* **ASSIGNED TASK**:
Only the number is needed: how many lines of the records include "below"?
:: AVAILABLE DATA
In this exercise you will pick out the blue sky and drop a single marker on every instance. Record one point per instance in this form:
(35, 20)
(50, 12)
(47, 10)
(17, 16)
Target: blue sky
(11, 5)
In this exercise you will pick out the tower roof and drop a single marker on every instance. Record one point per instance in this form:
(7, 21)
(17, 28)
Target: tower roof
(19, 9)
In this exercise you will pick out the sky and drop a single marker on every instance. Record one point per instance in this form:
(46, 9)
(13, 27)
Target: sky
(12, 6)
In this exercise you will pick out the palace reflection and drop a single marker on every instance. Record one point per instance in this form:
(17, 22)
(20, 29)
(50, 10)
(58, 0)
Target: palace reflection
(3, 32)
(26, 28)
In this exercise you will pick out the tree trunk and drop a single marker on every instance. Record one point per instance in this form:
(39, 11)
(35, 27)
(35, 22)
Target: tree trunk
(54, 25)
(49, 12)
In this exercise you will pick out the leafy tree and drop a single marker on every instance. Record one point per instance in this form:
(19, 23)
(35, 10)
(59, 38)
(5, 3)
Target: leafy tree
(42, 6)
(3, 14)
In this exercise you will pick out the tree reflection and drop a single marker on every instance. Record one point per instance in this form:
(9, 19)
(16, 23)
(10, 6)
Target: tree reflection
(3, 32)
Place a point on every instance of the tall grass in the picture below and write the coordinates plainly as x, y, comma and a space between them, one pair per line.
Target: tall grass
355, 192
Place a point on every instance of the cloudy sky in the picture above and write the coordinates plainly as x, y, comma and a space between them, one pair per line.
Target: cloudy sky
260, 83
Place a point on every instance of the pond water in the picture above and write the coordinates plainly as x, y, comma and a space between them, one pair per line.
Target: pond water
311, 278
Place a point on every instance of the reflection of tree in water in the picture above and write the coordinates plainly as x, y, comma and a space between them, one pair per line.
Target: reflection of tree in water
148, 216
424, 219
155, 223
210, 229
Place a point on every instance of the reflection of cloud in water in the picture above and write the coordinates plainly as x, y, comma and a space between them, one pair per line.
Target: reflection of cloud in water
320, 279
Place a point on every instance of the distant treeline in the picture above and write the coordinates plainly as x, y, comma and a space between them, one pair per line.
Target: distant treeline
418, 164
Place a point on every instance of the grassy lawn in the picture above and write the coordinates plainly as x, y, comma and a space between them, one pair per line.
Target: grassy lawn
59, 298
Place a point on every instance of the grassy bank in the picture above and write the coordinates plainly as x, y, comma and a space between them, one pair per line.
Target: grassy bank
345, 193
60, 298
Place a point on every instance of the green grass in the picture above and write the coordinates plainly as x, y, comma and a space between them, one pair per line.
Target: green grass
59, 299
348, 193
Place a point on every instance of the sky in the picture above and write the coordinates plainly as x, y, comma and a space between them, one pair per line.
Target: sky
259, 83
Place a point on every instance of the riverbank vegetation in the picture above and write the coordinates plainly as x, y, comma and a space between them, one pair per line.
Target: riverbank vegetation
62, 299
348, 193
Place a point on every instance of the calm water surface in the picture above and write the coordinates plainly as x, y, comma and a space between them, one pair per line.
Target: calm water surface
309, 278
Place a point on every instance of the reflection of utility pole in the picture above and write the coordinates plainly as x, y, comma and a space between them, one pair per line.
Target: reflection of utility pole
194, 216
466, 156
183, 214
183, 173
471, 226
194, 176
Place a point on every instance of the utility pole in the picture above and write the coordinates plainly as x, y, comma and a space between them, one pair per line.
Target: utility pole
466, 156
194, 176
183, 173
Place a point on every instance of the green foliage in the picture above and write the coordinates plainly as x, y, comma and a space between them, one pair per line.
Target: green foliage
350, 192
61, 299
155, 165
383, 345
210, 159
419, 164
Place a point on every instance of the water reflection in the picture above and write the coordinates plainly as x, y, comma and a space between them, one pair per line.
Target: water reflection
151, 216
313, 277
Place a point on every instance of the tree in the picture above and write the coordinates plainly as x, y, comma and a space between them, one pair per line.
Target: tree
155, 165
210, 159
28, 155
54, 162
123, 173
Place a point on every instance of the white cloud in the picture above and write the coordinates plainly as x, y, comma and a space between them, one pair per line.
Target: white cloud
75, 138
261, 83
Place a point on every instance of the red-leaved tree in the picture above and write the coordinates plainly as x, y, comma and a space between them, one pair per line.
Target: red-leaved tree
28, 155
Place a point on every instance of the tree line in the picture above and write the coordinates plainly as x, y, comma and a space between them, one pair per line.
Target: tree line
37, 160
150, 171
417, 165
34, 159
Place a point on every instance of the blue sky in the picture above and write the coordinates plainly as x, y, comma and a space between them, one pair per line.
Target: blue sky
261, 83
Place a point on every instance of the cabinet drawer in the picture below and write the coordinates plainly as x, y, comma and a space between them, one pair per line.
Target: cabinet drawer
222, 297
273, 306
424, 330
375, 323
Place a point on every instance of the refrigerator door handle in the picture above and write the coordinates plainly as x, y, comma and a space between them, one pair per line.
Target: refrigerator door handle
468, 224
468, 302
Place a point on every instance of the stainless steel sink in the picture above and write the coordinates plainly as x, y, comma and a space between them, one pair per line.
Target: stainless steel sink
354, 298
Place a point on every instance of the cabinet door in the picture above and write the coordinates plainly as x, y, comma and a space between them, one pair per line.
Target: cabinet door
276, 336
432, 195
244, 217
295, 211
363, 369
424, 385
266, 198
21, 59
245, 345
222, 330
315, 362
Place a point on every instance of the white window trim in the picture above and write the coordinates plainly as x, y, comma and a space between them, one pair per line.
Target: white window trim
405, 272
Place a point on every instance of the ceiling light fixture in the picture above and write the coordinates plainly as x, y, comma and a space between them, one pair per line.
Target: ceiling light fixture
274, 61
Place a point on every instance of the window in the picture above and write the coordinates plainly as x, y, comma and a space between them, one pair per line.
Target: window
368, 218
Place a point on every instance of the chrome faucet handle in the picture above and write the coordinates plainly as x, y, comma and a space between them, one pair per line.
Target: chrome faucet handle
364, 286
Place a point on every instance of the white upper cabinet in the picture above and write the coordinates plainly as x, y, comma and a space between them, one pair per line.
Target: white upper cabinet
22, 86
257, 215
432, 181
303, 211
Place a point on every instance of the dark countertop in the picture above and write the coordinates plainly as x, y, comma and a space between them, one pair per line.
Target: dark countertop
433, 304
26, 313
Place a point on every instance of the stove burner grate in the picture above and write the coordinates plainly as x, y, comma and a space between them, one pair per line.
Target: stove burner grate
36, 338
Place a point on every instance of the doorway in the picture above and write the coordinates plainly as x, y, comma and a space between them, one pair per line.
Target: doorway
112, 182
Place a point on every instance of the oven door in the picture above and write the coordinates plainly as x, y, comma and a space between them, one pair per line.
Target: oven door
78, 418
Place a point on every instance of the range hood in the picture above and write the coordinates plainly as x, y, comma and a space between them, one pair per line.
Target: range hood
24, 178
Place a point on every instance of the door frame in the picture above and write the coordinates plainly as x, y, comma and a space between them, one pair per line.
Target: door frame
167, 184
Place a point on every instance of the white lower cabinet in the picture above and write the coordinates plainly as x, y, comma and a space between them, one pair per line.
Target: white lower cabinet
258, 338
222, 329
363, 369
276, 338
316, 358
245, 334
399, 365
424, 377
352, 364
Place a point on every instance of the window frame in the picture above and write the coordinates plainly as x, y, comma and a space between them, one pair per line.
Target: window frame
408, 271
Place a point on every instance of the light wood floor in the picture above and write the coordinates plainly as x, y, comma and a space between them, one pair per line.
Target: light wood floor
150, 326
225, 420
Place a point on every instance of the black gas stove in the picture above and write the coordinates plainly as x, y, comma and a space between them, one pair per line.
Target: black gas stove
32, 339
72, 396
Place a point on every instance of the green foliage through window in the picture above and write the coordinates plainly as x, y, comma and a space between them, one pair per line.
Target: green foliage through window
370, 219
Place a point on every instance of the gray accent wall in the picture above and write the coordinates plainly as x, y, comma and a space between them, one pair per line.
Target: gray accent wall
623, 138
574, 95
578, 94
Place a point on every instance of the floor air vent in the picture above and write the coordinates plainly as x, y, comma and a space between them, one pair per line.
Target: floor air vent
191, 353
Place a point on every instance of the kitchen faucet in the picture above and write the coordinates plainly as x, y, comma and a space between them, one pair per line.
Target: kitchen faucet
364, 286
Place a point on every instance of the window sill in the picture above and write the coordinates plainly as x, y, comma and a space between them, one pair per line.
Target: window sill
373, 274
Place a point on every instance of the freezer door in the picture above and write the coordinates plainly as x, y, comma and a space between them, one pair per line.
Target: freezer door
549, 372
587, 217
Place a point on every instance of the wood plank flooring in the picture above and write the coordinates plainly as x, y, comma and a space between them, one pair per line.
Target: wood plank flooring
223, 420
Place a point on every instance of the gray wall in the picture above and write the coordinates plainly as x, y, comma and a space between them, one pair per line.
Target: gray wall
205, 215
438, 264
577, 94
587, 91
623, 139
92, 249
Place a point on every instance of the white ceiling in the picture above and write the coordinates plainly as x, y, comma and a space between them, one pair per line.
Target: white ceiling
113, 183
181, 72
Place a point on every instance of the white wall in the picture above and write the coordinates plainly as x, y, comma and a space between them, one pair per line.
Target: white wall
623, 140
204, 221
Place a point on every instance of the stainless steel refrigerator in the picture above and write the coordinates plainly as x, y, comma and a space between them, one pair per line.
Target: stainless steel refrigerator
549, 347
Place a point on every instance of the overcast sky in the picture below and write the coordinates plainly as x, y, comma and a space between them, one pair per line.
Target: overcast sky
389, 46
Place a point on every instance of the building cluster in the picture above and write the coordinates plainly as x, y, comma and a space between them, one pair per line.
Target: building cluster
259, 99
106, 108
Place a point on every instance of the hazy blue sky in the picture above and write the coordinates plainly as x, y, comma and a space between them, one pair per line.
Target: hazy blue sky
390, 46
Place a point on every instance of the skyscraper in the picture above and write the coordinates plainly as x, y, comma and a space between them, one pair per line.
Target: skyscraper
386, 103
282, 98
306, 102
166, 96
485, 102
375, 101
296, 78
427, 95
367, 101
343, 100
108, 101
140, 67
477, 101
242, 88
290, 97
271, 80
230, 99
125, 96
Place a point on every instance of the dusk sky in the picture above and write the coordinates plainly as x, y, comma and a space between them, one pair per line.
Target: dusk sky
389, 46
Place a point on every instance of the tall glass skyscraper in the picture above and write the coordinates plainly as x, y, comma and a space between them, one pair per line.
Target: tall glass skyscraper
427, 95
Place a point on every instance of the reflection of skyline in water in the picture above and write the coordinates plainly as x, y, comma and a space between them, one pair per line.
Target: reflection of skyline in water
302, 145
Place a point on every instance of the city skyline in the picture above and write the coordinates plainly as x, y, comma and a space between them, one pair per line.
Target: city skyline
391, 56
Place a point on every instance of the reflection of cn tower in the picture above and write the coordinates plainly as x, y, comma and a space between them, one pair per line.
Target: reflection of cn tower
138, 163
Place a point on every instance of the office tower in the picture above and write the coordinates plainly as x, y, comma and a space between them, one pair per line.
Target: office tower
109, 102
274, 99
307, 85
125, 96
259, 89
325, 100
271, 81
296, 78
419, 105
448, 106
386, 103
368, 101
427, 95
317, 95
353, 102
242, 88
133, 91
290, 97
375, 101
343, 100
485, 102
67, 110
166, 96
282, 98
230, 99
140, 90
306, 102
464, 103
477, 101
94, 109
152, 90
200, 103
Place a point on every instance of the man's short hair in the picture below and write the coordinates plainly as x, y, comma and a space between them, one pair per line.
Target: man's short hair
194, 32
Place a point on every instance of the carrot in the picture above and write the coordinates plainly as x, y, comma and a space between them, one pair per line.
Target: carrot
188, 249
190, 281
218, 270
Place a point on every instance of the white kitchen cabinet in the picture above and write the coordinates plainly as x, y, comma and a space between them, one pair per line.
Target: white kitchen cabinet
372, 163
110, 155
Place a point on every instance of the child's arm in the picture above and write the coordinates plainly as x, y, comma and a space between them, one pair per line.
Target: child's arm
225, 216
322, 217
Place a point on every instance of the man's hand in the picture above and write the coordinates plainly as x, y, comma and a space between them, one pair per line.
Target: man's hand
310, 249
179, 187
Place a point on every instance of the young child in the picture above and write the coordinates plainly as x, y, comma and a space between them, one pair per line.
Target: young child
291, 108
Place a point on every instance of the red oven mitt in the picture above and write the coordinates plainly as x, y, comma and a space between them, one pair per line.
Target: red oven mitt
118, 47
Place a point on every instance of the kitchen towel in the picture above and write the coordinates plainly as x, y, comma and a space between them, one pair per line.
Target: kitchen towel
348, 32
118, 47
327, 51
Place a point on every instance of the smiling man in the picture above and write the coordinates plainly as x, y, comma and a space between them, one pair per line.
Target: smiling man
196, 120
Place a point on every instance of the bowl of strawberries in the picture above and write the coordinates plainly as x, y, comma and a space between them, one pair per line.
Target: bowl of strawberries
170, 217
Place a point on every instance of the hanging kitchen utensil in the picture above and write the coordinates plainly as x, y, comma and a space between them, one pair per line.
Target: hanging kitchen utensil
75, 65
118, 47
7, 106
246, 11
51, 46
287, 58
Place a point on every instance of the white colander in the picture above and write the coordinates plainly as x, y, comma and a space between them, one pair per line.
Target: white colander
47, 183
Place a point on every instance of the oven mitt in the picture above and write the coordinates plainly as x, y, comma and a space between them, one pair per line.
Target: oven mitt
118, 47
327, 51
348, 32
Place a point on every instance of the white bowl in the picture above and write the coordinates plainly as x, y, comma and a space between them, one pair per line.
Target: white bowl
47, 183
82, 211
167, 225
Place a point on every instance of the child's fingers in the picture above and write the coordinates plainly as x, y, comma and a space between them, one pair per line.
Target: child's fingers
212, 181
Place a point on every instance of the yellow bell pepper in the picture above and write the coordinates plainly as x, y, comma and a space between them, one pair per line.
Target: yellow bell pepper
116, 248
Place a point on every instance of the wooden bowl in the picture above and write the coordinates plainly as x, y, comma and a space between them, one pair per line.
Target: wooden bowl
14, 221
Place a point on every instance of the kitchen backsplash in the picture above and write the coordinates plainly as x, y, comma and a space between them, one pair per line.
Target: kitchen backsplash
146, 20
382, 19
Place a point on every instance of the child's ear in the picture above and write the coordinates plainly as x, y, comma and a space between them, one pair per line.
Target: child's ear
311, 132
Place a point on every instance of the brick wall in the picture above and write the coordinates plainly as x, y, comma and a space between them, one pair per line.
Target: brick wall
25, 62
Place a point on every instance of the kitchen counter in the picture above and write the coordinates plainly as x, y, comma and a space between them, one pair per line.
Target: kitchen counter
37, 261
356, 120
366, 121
::::
* **PROBLEM SOLUTION**:
4